→ **Supplied records**
## Start

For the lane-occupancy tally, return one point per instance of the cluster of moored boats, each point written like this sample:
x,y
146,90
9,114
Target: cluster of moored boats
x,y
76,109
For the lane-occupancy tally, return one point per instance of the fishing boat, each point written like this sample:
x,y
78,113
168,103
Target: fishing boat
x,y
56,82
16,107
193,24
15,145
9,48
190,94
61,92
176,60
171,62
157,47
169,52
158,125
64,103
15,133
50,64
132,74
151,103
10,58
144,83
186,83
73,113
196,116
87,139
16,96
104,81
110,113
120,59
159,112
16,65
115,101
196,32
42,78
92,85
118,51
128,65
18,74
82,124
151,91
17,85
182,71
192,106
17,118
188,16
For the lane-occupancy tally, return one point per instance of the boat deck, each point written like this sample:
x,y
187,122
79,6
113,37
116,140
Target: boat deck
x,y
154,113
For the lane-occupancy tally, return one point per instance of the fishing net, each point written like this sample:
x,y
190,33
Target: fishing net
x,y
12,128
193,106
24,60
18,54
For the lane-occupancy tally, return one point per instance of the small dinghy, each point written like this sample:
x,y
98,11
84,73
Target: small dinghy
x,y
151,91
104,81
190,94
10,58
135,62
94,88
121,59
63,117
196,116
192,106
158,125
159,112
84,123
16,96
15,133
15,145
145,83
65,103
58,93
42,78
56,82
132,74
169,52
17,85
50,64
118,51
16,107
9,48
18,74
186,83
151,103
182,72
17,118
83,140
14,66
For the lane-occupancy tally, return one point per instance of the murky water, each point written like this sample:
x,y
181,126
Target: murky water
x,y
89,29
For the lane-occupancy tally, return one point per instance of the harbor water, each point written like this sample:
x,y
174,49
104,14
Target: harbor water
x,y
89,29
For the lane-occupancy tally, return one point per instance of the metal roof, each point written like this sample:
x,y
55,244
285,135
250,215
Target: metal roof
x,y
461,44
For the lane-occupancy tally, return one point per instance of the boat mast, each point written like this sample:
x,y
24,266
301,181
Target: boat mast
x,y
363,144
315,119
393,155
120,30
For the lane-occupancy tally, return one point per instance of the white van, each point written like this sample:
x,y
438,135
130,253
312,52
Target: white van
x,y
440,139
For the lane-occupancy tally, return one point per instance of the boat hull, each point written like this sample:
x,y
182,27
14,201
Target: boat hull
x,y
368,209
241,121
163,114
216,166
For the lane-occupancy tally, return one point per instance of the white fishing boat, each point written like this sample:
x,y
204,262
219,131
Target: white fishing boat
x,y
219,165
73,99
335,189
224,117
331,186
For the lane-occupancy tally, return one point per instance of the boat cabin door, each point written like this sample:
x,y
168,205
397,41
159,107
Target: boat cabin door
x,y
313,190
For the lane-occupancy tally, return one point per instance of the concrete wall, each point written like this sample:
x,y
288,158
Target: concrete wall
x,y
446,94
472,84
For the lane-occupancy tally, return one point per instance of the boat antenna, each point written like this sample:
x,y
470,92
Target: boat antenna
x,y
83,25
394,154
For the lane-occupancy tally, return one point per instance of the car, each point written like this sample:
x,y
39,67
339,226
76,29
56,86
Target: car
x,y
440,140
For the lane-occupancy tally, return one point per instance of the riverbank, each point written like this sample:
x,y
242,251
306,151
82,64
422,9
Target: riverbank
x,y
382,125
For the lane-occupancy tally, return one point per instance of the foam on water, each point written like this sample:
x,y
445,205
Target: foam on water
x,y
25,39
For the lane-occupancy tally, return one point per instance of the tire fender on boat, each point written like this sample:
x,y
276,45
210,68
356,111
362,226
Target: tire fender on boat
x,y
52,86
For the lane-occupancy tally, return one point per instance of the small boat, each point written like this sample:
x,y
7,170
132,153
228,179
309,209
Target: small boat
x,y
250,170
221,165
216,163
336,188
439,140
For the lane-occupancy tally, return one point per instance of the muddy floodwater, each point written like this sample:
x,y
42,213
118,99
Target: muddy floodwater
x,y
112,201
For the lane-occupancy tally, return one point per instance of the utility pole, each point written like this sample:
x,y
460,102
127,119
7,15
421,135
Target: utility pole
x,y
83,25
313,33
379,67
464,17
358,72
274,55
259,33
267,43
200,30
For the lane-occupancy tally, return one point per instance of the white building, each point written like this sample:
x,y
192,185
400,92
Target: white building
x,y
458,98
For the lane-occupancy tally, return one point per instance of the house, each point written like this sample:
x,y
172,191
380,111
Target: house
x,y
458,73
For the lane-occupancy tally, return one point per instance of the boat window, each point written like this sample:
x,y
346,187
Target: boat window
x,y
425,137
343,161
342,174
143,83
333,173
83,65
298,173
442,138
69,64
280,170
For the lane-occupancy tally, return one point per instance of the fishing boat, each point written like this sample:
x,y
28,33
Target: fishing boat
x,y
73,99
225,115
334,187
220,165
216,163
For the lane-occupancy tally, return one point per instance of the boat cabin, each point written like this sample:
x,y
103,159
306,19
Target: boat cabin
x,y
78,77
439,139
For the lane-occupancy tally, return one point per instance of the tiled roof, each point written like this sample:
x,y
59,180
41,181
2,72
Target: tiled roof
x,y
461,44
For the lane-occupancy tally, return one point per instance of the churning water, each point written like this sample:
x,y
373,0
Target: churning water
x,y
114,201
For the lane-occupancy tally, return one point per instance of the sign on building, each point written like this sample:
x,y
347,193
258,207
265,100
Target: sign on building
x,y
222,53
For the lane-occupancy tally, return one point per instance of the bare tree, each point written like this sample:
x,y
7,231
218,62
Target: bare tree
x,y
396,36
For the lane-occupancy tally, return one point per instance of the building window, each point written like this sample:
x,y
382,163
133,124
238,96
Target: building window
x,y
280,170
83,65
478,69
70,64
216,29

## End
## Start

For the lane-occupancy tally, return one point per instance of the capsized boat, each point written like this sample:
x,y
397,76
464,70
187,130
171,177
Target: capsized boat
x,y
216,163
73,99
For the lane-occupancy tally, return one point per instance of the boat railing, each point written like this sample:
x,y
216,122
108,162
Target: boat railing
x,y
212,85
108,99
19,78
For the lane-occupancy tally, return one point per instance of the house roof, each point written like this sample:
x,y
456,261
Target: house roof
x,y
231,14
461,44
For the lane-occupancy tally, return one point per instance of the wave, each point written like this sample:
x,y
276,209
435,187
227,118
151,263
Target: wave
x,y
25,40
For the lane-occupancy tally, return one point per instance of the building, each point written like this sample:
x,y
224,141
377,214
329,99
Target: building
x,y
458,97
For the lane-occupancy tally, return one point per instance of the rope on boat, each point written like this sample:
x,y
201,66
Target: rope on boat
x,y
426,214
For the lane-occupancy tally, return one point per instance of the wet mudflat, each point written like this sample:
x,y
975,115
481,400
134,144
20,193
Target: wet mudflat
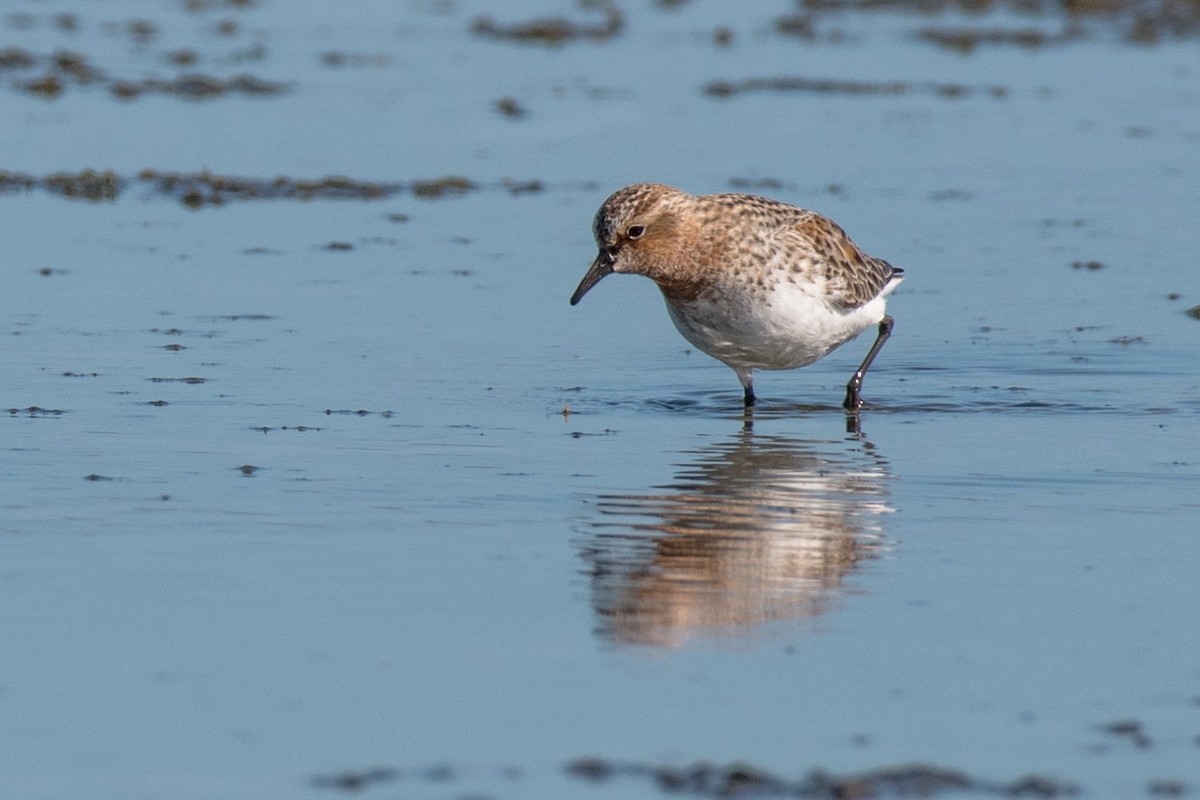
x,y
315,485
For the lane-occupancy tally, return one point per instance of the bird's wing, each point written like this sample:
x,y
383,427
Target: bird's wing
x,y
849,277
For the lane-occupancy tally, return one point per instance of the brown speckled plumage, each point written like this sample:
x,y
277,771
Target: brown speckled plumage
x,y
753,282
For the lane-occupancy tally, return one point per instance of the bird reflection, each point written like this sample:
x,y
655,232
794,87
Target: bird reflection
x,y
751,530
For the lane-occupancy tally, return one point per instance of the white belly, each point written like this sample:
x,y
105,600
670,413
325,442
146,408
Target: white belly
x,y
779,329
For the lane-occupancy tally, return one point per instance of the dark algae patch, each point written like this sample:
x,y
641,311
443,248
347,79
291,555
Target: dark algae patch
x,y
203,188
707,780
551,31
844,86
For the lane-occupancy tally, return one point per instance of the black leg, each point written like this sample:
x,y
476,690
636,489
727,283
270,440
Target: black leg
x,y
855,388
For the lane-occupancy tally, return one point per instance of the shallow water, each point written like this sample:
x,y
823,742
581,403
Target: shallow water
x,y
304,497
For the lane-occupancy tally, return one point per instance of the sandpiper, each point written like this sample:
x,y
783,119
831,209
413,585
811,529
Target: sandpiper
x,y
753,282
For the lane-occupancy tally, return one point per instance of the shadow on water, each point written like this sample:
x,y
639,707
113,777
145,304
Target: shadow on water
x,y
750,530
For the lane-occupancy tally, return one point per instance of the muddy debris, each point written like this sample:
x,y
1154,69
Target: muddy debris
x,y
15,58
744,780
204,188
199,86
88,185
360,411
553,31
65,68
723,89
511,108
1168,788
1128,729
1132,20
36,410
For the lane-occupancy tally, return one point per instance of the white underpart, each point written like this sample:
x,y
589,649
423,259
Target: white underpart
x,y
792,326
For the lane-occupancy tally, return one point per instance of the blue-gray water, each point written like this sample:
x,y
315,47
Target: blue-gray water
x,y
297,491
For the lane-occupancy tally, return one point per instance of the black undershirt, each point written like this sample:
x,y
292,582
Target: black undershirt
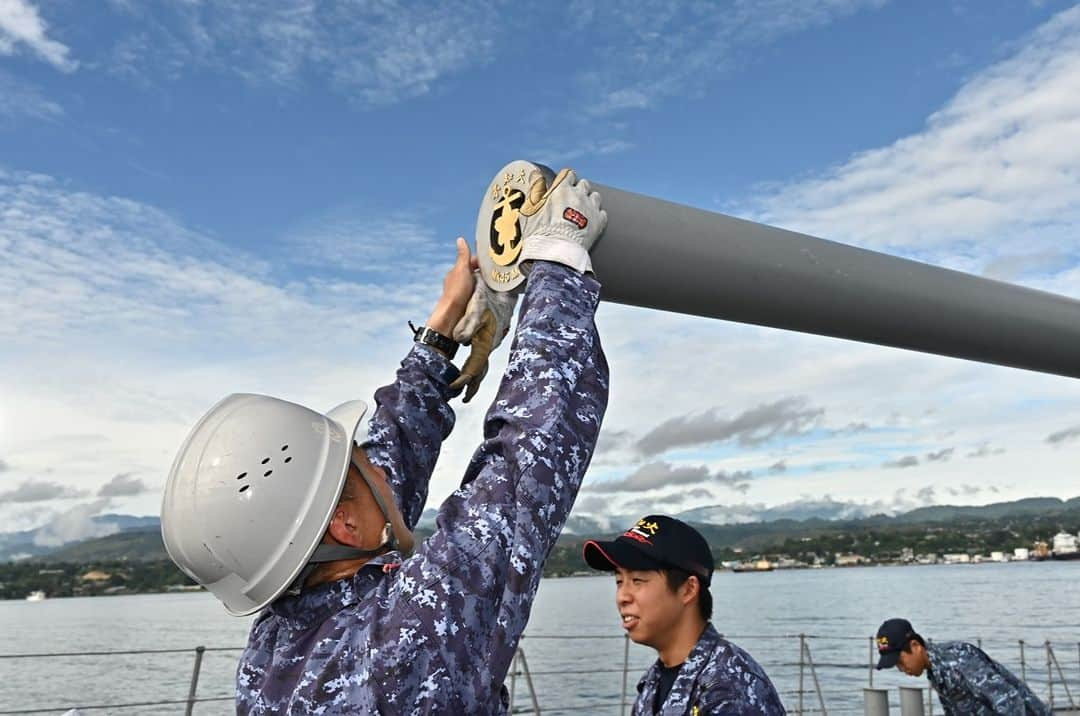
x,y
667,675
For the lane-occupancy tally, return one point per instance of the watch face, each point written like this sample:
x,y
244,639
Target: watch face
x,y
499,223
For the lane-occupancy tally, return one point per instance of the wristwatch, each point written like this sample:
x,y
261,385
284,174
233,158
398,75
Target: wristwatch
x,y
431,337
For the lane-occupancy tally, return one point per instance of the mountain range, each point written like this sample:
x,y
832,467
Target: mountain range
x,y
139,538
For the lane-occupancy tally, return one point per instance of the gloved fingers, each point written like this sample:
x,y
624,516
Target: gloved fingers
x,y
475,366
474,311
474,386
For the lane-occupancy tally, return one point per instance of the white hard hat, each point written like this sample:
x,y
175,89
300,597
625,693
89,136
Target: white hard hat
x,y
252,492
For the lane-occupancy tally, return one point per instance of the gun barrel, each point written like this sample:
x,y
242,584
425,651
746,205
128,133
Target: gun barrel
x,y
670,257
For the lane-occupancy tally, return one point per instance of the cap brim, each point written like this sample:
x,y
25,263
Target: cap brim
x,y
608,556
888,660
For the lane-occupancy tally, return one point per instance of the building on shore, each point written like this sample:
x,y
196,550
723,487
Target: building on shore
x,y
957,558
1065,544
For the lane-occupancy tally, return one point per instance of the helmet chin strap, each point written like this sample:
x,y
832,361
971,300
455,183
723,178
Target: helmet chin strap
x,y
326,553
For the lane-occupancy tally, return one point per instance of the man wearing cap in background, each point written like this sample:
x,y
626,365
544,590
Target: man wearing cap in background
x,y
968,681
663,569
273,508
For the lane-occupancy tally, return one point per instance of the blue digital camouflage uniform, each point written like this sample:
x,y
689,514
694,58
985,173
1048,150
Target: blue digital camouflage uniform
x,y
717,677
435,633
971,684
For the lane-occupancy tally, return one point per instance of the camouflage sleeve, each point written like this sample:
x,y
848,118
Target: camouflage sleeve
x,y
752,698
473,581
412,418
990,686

## End

→ **Task requirements**
How many lines in the material above contain the string "concrete"? Matching is case-sensitive, so give only the number.

→ **Task output**
2